* _Extrait à lire_:
###

Chez les animaux que nous sommes, fous du désir de parler, ça commence par la catastrophe de la langue. Le mots qu’on nous dit, les phrases pour nous assommer, les phrases pour nous gouverner, les phrases pour endormir, interdire, séparer, les phrases pour reproduire. ” ( p 12 ) 

Les injonctions de la mère sont  toutes rapportées en italique et forment une litanie de consignes humiliantes et  contradictoires  qui façonnent l’enfant et contribuent à lui donner une piètre image d’elle-même  “Reste à ta place; Reste pas dans mes jupes; Garde tes distances  Ne réclame pas; Ne te fais pas remarquer” . Il me reste de mon enfance, écrit la narratrice, le bruit que font les femmes entre elles à propos des absentes” ( p 15 ) : ragots et rancoeurs  , haine que les femmes vouent à leur genre maudit . A toutes les époques où les Hommes  tracent le chemin, écrivent l’histoire, dictent leurs lois et montrent la voie, naître femme ne va pas de soi.

###

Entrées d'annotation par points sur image

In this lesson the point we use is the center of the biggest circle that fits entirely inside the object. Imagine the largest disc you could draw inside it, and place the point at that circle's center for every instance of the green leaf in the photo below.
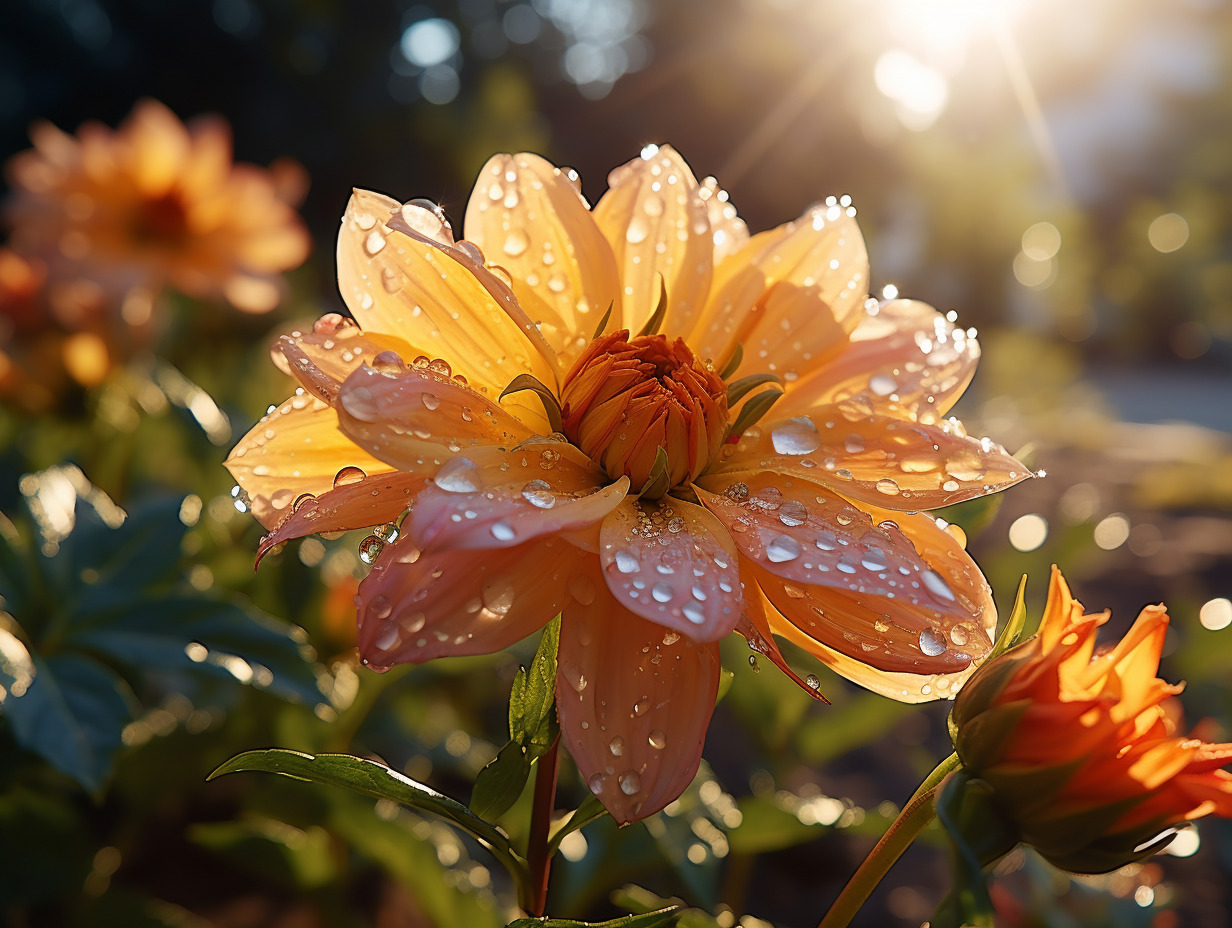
(191, 634)
(532, 698)
(551, 404)
(589, 811)
(72, 714)
(654, 323)
(500, 783)
(647, 919)
(377, 780)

###

* _Objectif_:
Prolongez l'extrait sur les injonctions de la mère et la condition de femme, à la suite de sa dernière phrase. Ces enregistrements proviennent d'une autre source.

* _Corrigé_:
Surgissent , dans le désordre , les blessures de l’enfance : longues après-midi solitaires occupées à lire à l’ombre des arbres . La jeune fille cherche son souffle , son tempo et sa féminité ; féminin condamnée par la haine tenace de la mère  ” tout est interdit, tout est porno “écrit-elle ; Elle s’imagine alors , pour grandir , qu’elle est un garçon  ” Je suis au masculin, Je suis content, heureux, peureux, je suis un romancier, je suis votre serviteur. Le e n’arrive pas: la langue échoue à le dire . ” ( p 49 )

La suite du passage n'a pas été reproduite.